**Problem requirements:** Return every line of the records below that contains the word "spillway".

(begin)

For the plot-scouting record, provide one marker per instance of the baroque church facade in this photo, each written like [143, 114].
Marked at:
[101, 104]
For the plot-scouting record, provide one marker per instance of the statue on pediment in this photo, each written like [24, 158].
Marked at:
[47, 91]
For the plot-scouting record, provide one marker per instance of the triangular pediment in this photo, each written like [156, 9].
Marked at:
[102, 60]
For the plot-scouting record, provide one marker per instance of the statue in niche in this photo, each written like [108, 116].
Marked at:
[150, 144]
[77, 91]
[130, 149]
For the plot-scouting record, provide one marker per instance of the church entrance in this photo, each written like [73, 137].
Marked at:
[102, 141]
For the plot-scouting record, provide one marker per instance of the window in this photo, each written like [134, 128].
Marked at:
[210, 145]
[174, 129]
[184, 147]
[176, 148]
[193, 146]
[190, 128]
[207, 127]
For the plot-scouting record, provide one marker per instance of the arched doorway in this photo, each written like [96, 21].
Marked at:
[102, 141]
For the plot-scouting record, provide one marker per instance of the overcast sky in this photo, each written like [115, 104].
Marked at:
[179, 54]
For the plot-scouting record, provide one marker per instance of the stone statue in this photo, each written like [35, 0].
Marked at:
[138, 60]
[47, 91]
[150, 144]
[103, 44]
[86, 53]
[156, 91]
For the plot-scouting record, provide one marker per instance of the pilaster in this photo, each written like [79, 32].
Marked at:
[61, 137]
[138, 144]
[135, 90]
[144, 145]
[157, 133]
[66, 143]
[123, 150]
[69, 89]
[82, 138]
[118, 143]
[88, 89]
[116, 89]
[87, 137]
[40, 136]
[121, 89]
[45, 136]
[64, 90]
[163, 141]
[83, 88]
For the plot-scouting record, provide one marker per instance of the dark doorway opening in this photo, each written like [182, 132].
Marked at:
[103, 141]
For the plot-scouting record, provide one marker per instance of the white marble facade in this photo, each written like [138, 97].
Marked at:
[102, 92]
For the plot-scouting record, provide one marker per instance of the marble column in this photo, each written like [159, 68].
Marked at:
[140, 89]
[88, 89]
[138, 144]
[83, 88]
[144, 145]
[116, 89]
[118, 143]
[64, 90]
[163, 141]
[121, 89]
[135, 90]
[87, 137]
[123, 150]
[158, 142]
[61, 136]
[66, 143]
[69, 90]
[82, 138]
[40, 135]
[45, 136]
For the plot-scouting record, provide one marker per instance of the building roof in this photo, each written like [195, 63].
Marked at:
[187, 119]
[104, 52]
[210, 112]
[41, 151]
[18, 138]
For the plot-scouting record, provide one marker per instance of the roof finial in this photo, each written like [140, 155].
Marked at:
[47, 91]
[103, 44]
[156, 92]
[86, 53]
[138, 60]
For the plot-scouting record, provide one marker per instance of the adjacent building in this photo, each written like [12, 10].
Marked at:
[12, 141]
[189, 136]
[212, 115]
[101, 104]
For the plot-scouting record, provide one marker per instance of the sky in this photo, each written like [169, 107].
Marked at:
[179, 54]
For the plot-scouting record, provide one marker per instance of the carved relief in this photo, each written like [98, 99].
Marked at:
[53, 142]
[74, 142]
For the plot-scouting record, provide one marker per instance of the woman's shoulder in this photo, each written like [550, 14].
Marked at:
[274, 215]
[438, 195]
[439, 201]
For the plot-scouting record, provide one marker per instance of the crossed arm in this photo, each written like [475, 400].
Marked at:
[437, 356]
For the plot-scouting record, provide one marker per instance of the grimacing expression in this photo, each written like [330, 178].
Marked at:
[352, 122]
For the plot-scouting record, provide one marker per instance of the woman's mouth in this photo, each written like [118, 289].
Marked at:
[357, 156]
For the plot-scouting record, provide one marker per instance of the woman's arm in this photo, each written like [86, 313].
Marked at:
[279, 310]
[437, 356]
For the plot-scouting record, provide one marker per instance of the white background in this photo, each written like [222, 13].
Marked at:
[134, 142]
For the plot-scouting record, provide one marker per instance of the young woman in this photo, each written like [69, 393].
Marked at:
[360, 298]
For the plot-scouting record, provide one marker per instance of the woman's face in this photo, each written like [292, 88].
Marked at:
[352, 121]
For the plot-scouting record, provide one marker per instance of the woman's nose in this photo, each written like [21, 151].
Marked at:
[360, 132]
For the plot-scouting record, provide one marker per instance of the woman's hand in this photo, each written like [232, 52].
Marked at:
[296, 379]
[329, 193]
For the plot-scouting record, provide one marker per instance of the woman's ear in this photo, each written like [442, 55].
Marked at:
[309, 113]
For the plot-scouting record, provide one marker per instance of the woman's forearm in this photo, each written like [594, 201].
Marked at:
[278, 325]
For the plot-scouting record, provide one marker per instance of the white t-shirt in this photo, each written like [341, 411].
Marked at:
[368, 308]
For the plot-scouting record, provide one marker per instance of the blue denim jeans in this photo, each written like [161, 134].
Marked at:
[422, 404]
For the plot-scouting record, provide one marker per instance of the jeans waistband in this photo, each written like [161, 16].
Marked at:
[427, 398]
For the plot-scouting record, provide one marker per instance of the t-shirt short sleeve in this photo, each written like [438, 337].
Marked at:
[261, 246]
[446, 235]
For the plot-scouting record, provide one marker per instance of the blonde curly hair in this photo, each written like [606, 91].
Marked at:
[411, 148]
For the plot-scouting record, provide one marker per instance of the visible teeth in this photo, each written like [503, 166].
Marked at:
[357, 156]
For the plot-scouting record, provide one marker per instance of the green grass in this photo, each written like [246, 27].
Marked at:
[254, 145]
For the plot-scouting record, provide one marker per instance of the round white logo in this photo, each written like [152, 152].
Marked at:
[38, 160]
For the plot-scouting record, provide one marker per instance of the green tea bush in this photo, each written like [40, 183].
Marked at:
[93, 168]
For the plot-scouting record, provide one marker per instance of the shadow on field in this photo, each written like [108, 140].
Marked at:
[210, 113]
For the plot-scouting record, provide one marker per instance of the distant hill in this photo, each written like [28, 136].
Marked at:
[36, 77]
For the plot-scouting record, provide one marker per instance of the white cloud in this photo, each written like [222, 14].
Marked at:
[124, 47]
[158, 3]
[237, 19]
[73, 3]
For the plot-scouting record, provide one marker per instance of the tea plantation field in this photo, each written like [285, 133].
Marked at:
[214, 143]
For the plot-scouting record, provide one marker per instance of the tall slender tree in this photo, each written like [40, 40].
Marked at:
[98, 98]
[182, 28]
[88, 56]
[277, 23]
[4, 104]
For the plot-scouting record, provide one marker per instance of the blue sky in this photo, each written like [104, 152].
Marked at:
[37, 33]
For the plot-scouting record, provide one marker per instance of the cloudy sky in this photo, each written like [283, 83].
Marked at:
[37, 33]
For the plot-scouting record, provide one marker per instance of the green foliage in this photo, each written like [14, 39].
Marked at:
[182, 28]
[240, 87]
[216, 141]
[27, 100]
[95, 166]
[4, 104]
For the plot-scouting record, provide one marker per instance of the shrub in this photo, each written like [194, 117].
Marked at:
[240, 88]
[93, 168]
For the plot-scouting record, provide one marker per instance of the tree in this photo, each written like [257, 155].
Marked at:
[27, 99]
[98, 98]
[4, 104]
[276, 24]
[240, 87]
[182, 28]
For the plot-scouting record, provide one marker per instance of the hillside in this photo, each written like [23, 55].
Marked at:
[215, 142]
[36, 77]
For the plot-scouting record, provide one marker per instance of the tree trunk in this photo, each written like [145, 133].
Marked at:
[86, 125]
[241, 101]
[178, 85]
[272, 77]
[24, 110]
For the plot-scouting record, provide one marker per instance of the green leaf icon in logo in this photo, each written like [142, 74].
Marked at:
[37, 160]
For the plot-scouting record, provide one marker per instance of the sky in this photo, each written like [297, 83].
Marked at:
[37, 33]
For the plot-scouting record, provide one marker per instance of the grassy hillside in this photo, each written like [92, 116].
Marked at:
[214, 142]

(end)
(begin)

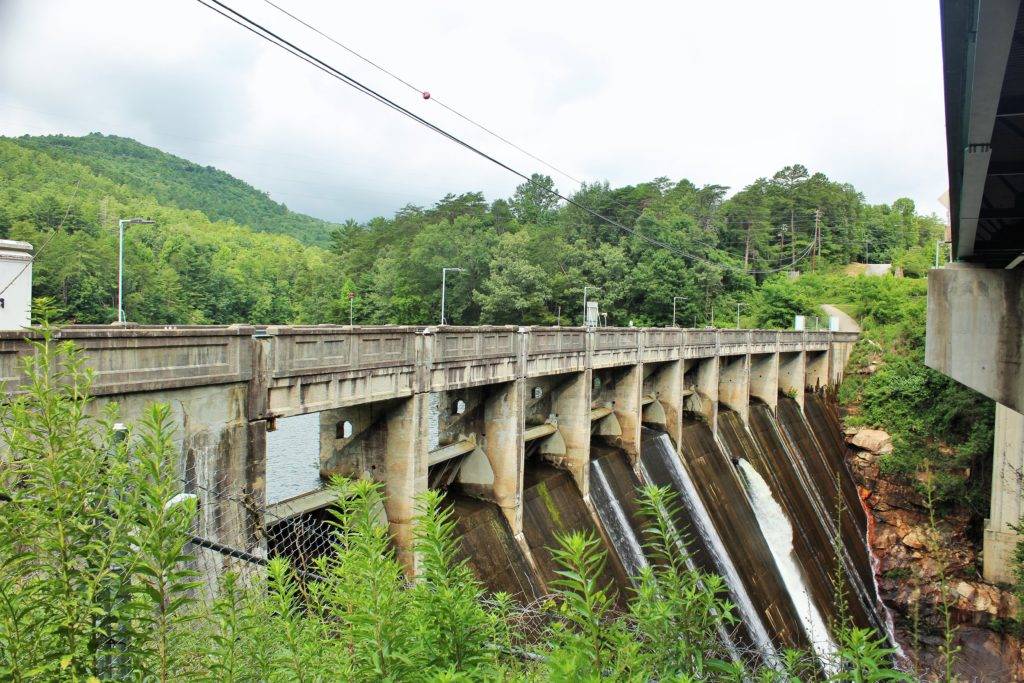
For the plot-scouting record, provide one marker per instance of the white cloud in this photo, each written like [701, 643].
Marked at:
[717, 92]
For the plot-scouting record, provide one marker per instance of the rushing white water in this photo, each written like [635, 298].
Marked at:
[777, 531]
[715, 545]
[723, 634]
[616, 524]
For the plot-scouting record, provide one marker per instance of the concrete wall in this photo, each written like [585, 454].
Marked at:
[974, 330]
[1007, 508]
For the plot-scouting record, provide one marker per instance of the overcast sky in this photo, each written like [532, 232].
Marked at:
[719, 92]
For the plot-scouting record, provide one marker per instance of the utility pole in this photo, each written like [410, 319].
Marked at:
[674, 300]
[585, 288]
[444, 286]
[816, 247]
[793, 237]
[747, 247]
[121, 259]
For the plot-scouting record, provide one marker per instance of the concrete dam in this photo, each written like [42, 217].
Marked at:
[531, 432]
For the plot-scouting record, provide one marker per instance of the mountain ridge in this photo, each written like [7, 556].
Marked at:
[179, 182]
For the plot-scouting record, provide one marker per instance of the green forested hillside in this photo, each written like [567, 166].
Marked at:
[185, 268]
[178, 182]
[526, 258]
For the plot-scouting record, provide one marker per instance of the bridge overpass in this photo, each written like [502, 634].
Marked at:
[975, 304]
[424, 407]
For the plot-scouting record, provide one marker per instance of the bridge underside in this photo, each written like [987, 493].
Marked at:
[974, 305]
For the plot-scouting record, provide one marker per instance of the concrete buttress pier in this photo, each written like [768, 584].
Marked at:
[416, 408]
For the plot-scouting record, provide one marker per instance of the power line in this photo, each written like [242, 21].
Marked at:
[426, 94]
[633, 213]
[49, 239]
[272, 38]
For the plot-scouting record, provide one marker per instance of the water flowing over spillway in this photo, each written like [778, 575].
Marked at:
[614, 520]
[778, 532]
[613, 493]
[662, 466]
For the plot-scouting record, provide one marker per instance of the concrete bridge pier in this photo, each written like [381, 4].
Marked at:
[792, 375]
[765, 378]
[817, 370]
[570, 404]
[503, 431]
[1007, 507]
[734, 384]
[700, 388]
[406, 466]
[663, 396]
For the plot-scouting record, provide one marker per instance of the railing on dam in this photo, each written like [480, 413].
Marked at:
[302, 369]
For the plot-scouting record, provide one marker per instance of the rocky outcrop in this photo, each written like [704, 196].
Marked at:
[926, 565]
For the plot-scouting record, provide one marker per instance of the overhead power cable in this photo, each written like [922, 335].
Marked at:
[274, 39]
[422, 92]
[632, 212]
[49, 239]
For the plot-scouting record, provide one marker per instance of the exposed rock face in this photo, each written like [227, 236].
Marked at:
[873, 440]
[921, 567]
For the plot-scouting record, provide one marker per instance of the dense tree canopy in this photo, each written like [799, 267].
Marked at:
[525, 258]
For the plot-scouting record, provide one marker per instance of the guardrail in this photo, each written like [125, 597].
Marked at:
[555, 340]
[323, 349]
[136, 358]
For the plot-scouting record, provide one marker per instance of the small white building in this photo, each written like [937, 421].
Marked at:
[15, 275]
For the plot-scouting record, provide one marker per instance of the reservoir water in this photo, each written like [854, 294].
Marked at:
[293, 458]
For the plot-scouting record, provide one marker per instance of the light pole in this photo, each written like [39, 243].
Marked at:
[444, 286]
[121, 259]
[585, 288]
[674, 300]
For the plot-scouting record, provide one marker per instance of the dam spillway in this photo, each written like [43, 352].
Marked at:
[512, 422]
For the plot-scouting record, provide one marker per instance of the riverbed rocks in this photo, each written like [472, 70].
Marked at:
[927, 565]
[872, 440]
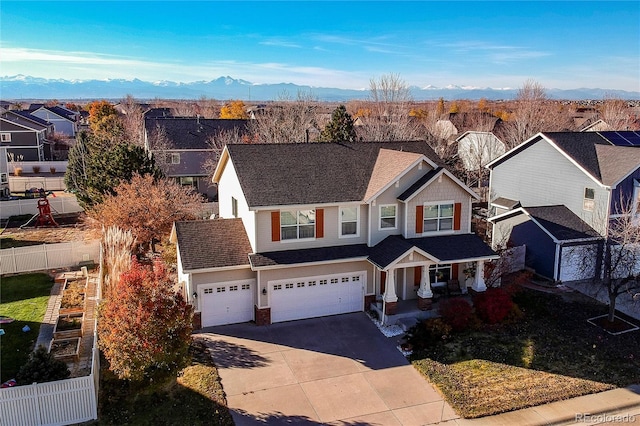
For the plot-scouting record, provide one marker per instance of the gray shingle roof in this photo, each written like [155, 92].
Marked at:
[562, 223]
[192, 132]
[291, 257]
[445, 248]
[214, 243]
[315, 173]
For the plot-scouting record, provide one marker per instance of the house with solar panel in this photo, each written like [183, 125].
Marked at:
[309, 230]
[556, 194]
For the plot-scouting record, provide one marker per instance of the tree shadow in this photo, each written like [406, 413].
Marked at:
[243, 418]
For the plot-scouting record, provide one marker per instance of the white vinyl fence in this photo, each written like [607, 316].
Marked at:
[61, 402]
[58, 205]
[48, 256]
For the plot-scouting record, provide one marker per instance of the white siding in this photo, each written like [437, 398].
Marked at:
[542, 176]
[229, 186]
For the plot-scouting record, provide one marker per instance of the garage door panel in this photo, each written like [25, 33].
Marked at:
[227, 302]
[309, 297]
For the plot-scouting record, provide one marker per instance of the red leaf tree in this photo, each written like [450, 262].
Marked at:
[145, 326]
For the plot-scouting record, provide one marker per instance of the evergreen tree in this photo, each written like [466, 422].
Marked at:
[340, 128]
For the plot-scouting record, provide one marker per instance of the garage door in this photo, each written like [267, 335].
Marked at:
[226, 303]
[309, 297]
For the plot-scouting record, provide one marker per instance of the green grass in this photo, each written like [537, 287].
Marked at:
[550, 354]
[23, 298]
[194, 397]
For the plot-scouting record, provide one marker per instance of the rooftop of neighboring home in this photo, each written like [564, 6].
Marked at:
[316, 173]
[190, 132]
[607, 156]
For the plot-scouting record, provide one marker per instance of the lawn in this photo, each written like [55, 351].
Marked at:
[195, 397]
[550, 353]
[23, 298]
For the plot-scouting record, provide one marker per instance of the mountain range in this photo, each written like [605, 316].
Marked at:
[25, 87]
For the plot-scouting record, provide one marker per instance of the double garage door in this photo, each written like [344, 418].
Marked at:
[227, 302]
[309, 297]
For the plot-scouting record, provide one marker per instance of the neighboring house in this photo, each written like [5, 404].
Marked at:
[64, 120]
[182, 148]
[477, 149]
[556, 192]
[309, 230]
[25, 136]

(end)
(begin)

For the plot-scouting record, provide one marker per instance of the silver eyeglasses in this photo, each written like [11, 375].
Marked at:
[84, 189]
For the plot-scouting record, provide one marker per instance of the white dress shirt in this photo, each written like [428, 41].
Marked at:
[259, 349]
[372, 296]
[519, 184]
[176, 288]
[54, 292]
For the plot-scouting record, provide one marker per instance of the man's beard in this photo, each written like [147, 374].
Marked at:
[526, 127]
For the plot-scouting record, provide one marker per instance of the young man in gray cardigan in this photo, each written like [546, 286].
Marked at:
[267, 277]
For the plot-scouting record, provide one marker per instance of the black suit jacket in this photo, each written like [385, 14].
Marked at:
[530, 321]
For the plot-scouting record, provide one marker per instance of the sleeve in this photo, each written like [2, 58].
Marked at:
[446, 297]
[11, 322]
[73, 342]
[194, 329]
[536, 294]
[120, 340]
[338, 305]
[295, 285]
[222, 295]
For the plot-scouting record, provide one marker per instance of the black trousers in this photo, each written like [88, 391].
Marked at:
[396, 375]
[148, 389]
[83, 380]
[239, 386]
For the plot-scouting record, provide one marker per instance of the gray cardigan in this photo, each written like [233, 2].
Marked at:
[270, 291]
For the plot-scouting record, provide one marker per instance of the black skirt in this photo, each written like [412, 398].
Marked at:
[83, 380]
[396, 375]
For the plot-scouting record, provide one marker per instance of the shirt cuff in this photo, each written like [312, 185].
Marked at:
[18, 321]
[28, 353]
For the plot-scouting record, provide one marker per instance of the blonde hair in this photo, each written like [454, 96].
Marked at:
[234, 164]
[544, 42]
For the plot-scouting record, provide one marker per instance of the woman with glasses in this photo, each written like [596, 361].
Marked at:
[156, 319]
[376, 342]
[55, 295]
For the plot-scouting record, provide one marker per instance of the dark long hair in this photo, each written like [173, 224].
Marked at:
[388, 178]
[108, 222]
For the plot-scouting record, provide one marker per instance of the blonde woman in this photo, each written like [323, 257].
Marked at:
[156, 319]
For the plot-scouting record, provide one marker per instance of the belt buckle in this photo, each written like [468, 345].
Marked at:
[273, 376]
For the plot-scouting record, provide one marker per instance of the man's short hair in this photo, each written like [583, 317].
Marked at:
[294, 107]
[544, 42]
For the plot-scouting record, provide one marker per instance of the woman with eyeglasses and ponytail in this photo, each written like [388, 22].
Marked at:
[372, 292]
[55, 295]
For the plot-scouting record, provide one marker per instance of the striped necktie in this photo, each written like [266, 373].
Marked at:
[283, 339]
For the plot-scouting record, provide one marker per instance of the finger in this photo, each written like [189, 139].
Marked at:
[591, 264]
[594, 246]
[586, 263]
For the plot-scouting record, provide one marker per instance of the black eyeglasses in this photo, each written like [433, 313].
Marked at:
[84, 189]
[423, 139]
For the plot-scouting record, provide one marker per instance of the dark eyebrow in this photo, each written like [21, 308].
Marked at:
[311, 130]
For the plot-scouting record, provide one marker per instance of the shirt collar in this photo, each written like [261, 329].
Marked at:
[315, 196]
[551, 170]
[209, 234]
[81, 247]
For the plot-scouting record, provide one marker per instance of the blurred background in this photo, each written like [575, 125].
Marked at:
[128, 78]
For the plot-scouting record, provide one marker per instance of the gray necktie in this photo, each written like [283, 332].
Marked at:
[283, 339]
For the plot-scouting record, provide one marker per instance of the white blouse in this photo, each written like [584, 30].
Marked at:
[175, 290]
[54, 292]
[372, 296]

(end)

**Full solution:**
For the plot-scouting record, provide one marker per instance of the water flowing over spillway in this photo, each written like [778, 575].
For the plot-scouting record, provide one marker per instance of the dam spillway in this photo, each written like [43, 352].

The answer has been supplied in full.